[start of Document excerpt]

In [60]:
! pip install pydotplus

In [61]:
%matplotlib inline
from matplotlib import pyplot as plt

plt.rcParams["figure.figsize"] = (10, 8)
import collections
from io import StringIO

import numpy as np
import pandas as pd
import pydotplus  # pip install pydotplus
import seaborn as sns
from ipywidgets import Image
from sklearn import preprocessing
from sklearn.ensemble import RandomForestClassifier
from sklearn.metrics import accuracy_score
from sklearn.model_selection import GridSearchCV
from sklearn.preprocessing import LabelEncoder
from sklearn.tree import DecisionTreeClassifier, export_graphviz

In [62]:
# Create dataframe with dummy variables
def create_df(dic, feature_list):
    out = pd.DataFrame(dic)
    out = pd.concat([out, pd.get_dummies(out[feature_list])], axis=1)
    out.drop(feature_list, axis=1, inplace=True)
    return out


# Some feature values are present in train and absent in test and vice-versa.
def intersect_features(train, test):
    common_feat = list(set(train.keys()) & set(test.keys()))
    return train[common_feat], test[common_feat]

In [63]:
features = ["Looks", "Alcoholic_beverage", "Eloquence", "Money_spent"]

In [64]:
df_train = {}
df_train["Will_go"] = LabelEncoder().fit_transform(["+", "-", "+", "-", "-", "+", "+"])
df_train["Will_go"]

In [65]:
df_train = {}
df_train["Looks"] = [
    "handsome",
    "handsome",
    "handsome",
    "repulsive",
    "repulsive",
    "repulsive",
    "handsome",
]
df_train["Alcoholic_beverage"] = ["yes", "yes", "no", "no", "yes", "yes", "yes"]
df_train["Eloquence"] = ["high", "low", "average", "average", "low", "high", "average"]
df_train["Money_spent"] = ["lots", "little", "lots", "little", "lots", "lots", "lots"]
df_train["Will_go"] = LabelEncoder().fit_transform(["+", "-", "+", "-", "-", "+", "+"])

df_train = create_df(df_train, features)
df_train

In [66]:
df_test = {}
df_test["Looks"] = ["handsome", "handsome", "repulsive"]
df_test["Alcoholic_beverage"] = ["no", "yes", "yes"]
df_test["Eloquence"] = ["average", "high", "average"]
df_test["Money_spent"] = ["lots", "little", "lots"]
df_test = create_df(df_test, features)
df_test

In [67]:
# Some feature values are present in train and absent in test and vice-versa.
y = df_train["Will_go"]
df_train, df_test = intersect_features(train=df_train, test=df_test)
df_train

In [68]:
df_test

In [69]:
dt = DecisionTreeClassifier(criterion='entropy',random_state=17)
dt.fit(df_train,y)

In [70]:
dot_data = StringIO()
export_graphviz(decision_tree=dt,out_file=dot_data,filled=True,feature_names=df_train.columns,class_names=["Won't go", "Will go"])
graph = pydotplus.graph_from_dot_data(dot_data.getvalue())
Image(value=graph.create_png())

[end of Document excerpt]
[start of Given data]

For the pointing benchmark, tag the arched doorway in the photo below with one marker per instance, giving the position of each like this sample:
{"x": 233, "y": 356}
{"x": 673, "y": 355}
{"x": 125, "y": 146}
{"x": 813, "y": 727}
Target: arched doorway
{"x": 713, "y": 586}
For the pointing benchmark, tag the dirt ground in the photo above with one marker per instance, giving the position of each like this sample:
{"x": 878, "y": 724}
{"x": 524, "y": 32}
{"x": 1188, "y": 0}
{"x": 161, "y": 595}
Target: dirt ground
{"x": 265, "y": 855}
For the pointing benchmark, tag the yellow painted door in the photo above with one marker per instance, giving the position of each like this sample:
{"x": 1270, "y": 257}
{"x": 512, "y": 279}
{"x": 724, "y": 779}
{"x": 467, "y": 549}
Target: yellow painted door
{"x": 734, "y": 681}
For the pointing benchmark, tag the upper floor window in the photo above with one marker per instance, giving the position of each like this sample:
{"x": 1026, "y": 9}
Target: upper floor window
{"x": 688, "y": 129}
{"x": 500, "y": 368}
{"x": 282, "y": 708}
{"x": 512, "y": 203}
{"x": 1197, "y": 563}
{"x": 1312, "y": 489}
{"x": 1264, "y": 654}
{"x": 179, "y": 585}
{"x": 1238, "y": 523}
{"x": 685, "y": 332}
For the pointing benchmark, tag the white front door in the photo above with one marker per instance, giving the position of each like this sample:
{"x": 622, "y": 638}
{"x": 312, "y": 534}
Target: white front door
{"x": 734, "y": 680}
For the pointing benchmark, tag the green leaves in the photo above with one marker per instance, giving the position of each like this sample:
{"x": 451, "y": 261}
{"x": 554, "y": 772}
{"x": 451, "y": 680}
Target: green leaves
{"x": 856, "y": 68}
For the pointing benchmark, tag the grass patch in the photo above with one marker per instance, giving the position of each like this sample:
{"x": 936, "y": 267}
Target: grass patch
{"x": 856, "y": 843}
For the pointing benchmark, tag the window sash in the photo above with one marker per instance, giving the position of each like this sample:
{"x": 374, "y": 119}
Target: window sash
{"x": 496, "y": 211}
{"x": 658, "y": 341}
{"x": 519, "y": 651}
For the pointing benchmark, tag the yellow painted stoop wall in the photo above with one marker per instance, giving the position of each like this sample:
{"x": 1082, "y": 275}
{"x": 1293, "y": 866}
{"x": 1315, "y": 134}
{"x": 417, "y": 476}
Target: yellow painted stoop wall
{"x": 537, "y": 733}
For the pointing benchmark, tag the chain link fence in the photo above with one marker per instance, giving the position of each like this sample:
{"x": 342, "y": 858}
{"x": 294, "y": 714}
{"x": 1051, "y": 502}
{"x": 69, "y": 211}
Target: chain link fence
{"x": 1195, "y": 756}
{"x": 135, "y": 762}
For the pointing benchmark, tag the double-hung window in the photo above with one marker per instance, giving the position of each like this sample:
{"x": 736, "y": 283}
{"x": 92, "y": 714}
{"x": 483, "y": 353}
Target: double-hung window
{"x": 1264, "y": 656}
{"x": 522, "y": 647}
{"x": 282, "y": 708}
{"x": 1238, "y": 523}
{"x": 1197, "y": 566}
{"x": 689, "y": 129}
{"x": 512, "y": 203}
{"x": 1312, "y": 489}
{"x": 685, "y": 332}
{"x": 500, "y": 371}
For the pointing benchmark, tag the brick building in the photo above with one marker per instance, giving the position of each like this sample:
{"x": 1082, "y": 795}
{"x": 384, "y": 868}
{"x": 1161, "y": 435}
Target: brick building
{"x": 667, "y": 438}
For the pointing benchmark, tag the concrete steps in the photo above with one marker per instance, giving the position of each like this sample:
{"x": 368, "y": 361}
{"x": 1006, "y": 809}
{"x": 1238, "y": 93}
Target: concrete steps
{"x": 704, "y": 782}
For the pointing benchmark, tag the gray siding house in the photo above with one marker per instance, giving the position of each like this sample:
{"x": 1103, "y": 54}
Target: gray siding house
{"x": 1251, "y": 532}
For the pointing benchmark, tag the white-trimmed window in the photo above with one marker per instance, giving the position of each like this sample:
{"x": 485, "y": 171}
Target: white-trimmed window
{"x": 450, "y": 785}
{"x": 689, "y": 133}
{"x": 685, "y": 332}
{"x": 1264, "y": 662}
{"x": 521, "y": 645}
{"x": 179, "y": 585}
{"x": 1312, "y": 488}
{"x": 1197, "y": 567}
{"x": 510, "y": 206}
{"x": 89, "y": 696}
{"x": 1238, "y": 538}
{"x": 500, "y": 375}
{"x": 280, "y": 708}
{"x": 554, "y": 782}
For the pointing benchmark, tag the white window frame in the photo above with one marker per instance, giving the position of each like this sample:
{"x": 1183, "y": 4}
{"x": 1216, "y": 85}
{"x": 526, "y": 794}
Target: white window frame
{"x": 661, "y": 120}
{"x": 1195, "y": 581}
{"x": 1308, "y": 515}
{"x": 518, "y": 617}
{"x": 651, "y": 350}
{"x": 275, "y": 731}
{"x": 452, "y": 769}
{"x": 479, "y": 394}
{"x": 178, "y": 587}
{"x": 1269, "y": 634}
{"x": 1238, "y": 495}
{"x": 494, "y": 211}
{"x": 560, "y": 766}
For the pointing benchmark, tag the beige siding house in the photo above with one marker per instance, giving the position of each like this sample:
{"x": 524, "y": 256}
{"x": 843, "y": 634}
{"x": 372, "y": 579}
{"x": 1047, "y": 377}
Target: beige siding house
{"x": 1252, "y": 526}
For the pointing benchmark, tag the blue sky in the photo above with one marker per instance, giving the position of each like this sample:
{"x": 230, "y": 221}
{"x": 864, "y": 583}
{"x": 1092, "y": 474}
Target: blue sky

[end of Given data]

▶ [Exercise]:
Can you edit the decision tree notebook, starting with "df_train = create_df(df_train, features)" and going on through "df_test = create_df(df_test, features)", and give that part again with "repulsive" replaced by "unattractive"?

▶ [Result below]:
df_train = create_df(df_train, features)
df_train

In [66]:
df_test = {}
df_test["Looks"] = ["handsome", "handsome", "unattractive"]
df_test["Alcoholic_beverage"] = ["no", "yes", "yes"]
df_test["Eloquence"] = ["average", "high", "average"]
df_test["Money_spent"] = ["lots", "little", "lots"]
df_test = create_df(df_test, features)